-------- Supplied information

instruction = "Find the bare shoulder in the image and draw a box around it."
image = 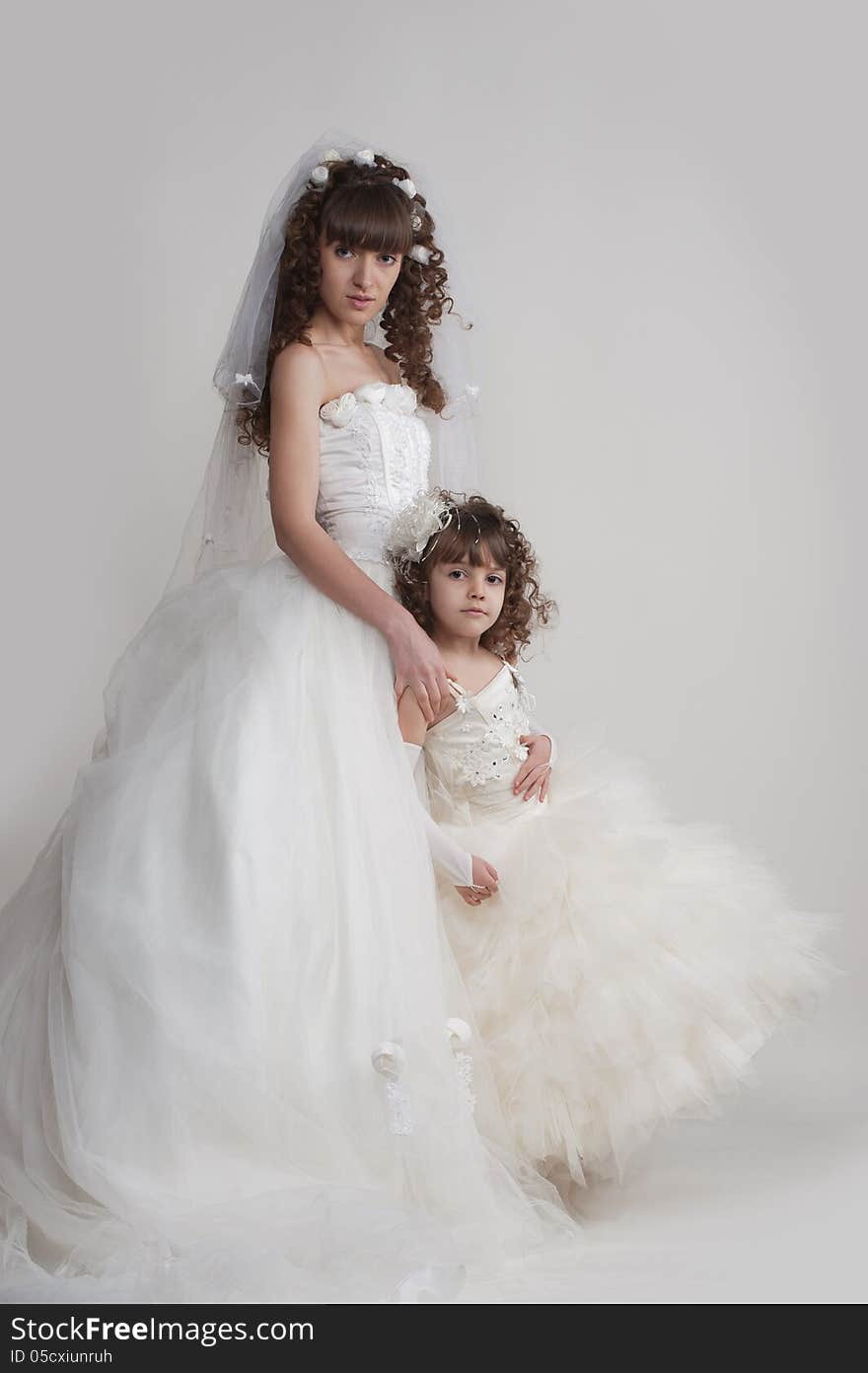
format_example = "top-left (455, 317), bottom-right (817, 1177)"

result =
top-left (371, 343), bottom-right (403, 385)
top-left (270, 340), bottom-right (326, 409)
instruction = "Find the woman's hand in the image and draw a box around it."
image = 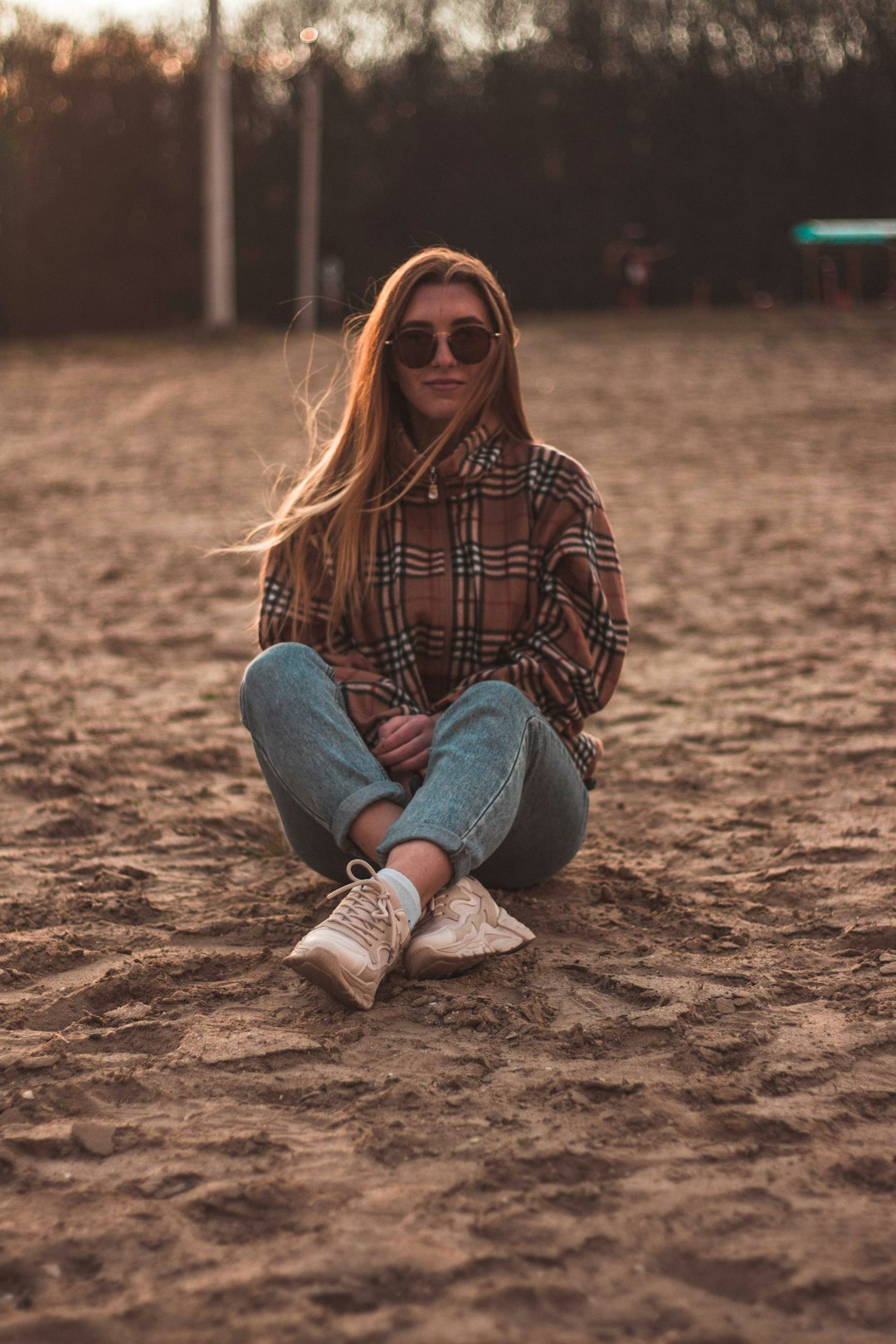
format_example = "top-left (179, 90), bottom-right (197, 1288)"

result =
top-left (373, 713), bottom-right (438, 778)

----------------

**Stated goal:**
Print the lines unchanged, starting at the line that contains "the woman's hand" and ending with the last of the rows, and leave the pictures out.

**Written solution:**
instruction = "Find the woman's hand in the image and draw a box around it."
image = 
format_example = "top-left (179, 90), bottom-right (197, 1288)"

result =
top-left (373, 713), bottom-right (438, 778)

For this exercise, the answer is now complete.